▶ PROMPT
Return every line of the records below that contains the word "white".

* begin PROVIDED ENTRIES *

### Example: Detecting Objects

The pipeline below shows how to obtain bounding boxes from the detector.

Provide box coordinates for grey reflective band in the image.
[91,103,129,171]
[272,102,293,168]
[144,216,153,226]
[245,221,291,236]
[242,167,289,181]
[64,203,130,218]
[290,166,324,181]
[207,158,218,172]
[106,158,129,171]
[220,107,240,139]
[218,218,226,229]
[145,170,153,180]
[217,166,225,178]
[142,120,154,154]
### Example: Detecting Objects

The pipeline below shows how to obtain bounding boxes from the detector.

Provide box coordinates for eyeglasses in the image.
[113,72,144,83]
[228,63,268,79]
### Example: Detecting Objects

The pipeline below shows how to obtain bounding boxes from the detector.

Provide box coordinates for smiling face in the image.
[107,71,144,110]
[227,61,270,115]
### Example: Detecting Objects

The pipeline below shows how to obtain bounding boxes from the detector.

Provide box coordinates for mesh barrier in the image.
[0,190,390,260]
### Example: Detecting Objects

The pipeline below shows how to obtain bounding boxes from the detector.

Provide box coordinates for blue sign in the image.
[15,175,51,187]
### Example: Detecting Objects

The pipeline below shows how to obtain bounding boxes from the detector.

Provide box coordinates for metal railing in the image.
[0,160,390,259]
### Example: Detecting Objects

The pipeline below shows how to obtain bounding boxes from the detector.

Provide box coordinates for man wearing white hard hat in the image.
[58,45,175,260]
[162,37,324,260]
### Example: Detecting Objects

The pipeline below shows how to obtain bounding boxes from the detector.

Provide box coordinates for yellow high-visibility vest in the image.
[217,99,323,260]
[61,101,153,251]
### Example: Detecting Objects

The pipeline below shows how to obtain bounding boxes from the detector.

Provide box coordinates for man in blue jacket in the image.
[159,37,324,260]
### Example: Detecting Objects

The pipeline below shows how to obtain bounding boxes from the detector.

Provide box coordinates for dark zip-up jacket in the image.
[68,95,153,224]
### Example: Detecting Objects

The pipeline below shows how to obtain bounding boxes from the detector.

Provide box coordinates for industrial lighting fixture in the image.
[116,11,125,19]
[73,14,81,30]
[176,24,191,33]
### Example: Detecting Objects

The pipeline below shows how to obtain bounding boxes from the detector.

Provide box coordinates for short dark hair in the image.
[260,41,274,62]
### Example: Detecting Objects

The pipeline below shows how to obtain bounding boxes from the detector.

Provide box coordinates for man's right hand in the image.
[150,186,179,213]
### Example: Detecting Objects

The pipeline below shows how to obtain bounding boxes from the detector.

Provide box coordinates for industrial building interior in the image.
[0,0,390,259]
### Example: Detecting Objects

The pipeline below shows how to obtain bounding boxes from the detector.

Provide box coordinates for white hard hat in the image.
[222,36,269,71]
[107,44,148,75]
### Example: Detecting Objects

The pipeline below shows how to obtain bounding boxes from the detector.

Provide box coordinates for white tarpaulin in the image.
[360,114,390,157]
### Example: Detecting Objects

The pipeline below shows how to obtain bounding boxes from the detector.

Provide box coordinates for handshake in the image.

* end PROVIDED ENTRIES *

▶ WRITTEN ANSWER
Provide box coordinates for man wearing white hard hat in the image.
Provide box coordinates for white hard hat in the image.
Provide box coordinates for white tarpaulin in the image.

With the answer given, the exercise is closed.